**THE REQUEST**
Please repeat the records below, swapping every "instance" for "occurrence" and leaving everything else unchanged.

**SOURCE RECORDS**

◆ ◆ ◆ ◆ ◆ ◆ ◆

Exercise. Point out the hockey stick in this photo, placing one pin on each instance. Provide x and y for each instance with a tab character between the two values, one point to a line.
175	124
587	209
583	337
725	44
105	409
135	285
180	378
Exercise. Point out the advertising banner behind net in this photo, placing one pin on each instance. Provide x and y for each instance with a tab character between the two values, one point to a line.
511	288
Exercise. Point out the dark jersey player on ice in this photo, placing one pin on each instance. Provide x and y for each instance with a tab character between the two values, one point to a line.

◆ ◆ ◆ ◆ ◆ ◆ ◆

**RESPONSE**
Exercise. Point out the hockey stick in this photo, placing one pin on each occurrence. Provide x and y for each occurrence with a tab character between the two values, one point to a line.
175	124
587	209
583	337
725	44
105	409
135	285
180	378
Exercise. Point out the advertising banner behind net in this photo, placing one pin on each occurrence. Provide x and y for each occurrence with a tab character between the two values, one point to a line.
511	288
Exercise. Point out the dark jersey player on ice in this photo, placing one pin on each occurrence. Provide x and y for each occurrence with a tab character between the two values, one point to a line.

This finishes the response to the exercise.